Перепишите из текста о монгольских запретах часть, которая начинается со слов «Египетским послам, прибывшим» и заканчивается словами «почтения к Небу.». Замените в ней «запретов» на «запрещений».

Фрагмент текста ::
········

Литмир - Электронная Библиотека
Содержание  
A
A

Описание следующей ситуации вносит ясность в наши построения и позволяет завершить тему запретов. Даосский монах Чань-Чунь в беседе с Чингис-ханом говорил ему, что слышал, будто подданные его летом не моются в реках, не моют платья, боясь вызвать грозу. Любопытно, что и в этой ситуации Чингис-хан задает мудрецу вопрос о громе. «Хан спросил учителя о громе. Он отвечал: "Горный дикарь слышал, что подданные твои, летом, не моются в реках, не моют платья, не делают войлоков и запрещают собирать на полях грибы; — все для того, что боятся небесного гнева; но это не составляет уважения к небу"» (Си ю цзи, с. 333). Чань-Чунь отметил поразительное (с точки зрения китайца) несоответствие между высокой идеей о регулирующей роли Неба и весьма странными бытовыми запретами, поставленными в связь с этой идеей. Кажется очевидным, что даосский мудрец и монгольский император обсуждали не народные мифы, а некие весьма значимые предписания, о соблюдении которых Чань-Чуня, скорее всего, предупредили, также, как и францисканцев. Продолжим примеры.

Египетским послам, прибывшим к Берке на Волгу в 1263 г., среди прочих запретов, было внушено не стирать своей одежды в орде. Ал-Макризи сообщает, однако в совершенно искаженном виде, о запретах вообще касаться воды («он запретил им опускать руку в воду и велел употреблять что-нибудь из посуды для черпания воды») и мытья одежды в воде[151]. Попытка Г. В. Вернадского объяснить мотивы этих указов страхом монголов перед природой и боязнью оскорбить некое Верховное существо, а также весьма практическими соображениями («желание избежать поражения людей молнией в случае, если они соприкоснутся с водой во время грозы»)[152], на самом деле ничего не проясняет. Дело вовсе не в страхе перед природой, а в соблюдении запретов, связанных с проявлением почтения к Небу.

Рашид-ад-дин сообщает, что в 707 г.х. во время пира у султана Улджэйту гром ударил в шатер и убил несколько человек. И султан Улджэйту, восьмой хан иранских монголов (1304–1317), страшно испугался этого злоключения. Ведь этот правитель носил при себе особый камень, предохраняющий от удара молнии. Брат Вильгельм сообщает, что он привез из Азии в подарок королю один из таких камней, вправленных в пояс, который обычно носили для защиты от молнии{65}. В трактате «Минералогия» ал-Бируни описывает «камень, отводящий грозу» (ал-Бируни. Минералогия, с. 474–475)[153].

Среди ценных подарков, посланных византийским императором Михаилом Палеологом темнику Ногаю, находились головные уборы. По свидетельству Георгия Пахимера Ногай «спрашивал принесшего: полезна ли эта калиптра [головной убор] для головы, чтобы она не болела, или эти рассеянные по ней жемчужены и другие камни имеют ли силу защищать голову от молнии и ударов грома, так чтобы человек под такою калиптрою был непоразим?» (Георгий Пахимер. Кн. 5.4). Видимо, не случайно, монгольских правителей так сильно занимал вопрос о смерти от удара грома. Несомненно, что подобные представления уходят своими корнями в глубокую древность.

········

(Записи из набора для разметки точками)
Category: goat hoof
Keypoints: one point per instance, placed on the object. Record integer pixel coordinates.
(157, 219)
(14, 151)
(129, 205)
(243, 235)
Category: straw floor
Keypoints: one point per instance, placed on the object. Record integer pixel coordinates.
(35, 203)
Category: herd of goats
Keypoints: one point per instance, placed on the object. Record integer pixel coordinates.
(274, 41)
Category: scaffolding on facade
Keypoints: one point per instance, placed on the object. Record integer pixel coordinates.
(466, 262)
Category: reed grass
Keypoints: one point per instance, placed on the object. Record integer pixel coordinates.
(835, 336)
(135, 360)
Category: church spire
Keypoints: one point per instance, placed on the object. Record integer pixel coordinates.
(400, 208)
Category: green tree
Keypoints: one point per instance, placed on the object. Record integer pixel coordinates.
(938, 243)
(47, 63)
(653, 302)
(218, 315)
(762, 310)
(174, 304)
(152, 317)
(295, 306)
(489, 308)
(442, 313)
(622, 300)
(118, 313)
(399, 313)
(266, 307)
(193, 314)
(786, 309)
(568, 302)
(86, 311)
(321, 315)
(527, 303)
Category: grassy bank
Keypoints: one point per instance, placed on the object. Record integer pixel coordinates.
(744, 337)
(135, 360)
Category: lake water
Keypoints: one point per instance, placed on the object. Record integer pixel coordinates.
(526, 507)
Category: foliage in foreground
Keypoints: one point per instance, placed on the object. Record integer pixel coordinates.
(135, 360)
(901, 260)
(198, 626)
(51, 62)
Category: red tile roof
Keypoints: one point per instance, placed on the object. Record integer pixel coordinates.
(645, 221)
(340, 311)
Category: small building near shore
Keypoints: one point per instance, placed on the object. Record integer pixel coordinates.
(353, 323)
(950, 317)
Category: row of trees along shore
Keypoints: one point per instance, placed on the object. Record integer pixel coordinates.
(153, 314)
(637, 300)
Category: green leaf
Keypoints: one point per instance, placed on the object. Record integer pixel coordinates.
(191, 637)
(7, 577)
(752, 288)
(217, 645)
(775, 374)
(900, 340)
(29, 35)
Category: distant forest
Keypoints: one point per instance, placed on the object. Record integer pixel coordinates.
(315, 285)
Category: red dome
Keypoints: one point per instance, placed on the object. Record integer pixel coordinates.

········

Ответ ::
Египетским послам, прибывшим к Берке на Волгу в 1263 г., среди прочих запрещений, было внушено не стирать своей одежды в орде. Ал-Макризи сообщает, однако в совершенно искаженном виде, о запретах вообще касаться воды («он запретил им опускать руку в воду и велел употреблять что-нибудь из посуды для черпания воды») и мытья одежды в воде[151]. Попытка Г. В. Вернадского объяснить мотивы этих указов страхом монголов перед природой и боязнью оскорбить некое Верховное существо, а также весьма практическими соображениями («желание избежать поражения людей молнией в случае, если они соприкоснутся с водой во время грозы»)[152], на самом деле ничего не проясняет. Дело вовсе не в страхе перед природой, а в соблюдении запрещений, связанных с проявлением почтения к Небу.